設問: 以下の記録をすべて、一字一句変えずに書き写すこと。

[データソースから得た記録]

---+---

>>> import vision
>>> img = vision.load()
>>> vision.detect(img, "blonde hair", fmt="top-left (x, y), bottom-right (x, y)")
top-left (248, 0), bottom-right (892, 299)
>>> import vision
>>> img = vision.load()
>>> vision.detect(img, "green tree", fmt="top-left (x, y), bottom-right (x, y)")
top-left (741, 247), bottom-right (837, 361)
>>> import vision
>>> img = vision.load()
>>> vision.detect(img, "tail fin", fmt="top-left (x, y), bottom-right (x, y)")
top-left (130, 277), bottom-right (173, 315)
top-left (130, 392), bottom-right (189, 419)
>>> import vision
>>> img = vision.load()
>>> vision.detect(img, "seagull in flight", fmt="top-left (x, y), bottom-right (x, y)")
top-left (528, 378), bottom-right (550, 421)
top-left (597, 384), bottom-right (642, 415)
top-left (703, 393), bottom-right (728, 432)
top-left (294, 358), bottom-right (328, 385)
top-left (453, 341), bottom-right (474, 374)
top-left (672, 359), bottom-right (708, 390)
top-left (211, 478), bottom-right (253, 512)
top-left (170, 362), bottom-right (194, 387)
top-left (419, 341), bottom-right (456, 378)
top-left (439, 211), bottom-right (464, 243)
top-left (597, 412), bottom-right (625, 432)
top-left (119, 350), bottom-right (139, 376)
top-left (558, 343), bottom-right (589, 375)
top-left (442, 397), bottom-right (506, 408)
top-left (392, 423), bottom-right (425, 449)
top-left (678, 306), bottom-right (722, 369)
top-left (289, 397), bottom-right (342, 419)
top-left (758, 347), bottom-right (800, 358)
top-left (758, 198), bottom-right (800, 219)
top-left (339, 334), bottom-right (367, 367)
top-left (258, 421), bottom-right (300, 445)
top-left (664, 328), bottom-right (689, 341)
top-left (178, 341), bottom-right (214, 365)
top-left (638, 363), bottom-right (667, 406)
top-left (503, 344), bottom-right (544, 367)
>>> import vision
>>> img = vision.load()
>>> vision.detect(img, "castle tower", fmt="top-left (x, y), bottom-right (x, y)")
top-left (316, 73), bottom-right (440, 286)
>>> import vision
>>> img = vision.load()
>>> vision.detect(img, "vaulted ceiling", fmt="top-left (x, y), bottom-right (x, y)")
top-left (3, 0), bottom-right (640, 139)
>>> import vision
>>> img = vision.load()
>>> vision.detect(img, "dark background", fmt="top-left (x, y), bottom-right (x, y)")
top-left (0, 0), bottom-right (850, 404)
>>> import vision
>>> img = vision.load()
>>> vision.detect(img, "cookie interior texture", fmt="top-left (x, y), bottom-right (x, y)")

---+---

解答:
>>> import vision
>>> img = vision.load()
>>> vision.detect(img, "blonde hair", fmt="top-left (x, y), bottom-right (x, y)")
top-left (248, 0), bottom-right (892, 299)
>>> import vision
>>> img = vision.load()
>>> vision.detect(img, "green tree", fmt="top-left (x, y), bottom-right (x, y)")
top-left (741, 247), bottom-right (837, 361)
>>> import vision
>>> img = vision.load()
>>> vision.detect(img, "tail fin", fmt="top-left (x, y), bottom-right (x, y)")
top-left (130, 277), bottom-right (173, 315)
top-left (130, 392), bottom-right (189, 419)
>>> import vision
>>> img = vision.load()
>>> vision.detect(img, "seagull in flight", fmt="top-left (x, y), bottom-right (x, y)")
top-left (528, 378), bottom-right (550, 421)
top-left (597, 384), bottom-right (642, 415)
top-left (703, 393), bottom-right (728, 432)
top-left (294, 358), bottom-right (328, 385)
top-left (453, 341), bottom-right (474, 374)
top-left (672, 359), bottom-right (708, 390)
top-left (211, 478), bottom-right (253, 512)
top-left (170, 362), bottom-right (194, 387)
top-left (419, 341), bottom-right (456, 378)
top-left (439, 211), bottom-right (464, 243)
top-left (597, 412), bottom-right (625, 432)
top-left (119, 350), bottom-right (139, 376)
top-left (558, 343), bottom-right (589, 375)
top-left (442, 397), bottom-right (506, 408)
top-left (392, 423), bottom-right (425, 449)
top-left (678, 306), bottom-right (722, 369)
top-left (289, 397), bottom-right (342, 419)
top-left (758, 347), bottom-right (800, 358)
top-left (758, 198), bottom-right (800, 219)
top-left (339, 334), bottom-right (367, 367)
top-left (258, 421), bottom-right (300, 445)
top-left (664, 328), bottom-right (689, 341)
top-left (178, 341), bottom-right (214, 365)
top-left (638, 363), bottom-right (667, 406)
top-left (503, 344), bottom-right (544, 367)
>>> import vision
>>> img = vision.load()
>>> vision.detect(img, "castle tower", fmt="top-left (x, y), bottom-right (x, y)")
top-left (316, 73), bottom-right (440, 286)
>>> import vision
>>> img = vision.load()
>>> vision.detect(img, "vaulted ceiling", fmt="top-left (x, y), bottom-right (x, y)")
top-left (3, 0), bottom-right (640, 139)
>>> import vision
>>> img = vision.load()
>>> vision.detect(img, "dark background", fmt="top-left (x, y), bottom-right (x, y)")
top-left (0, 0), bottom-right (850, 404)
>>> import vision
>>> img = vision.load()
>>> vision.detect(img, "cookie interior texture", fmt="top-left (x, y), bottom-right (x, y)")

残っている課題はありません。